Exercise inputs section start

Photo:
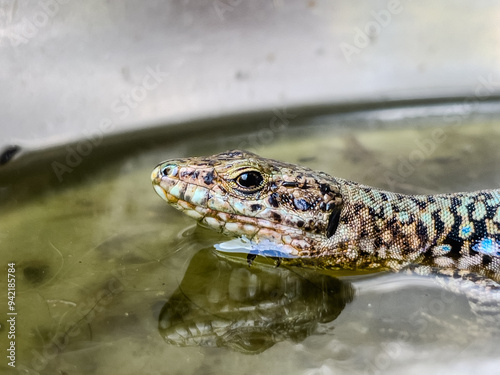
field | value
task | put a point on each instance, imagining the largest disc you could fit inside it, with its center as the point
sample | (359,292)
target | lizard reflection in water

Exercise inputs section end

**Work required:**
Strip out the pictures and repeat the listing above exactly.

**Solution for this exercise:**
Photo:
field | value
task | put a point on each instance, imagining the largest disc you could fit inside it, with its center as the point
sample | (359,292)
target | lizard reflection in water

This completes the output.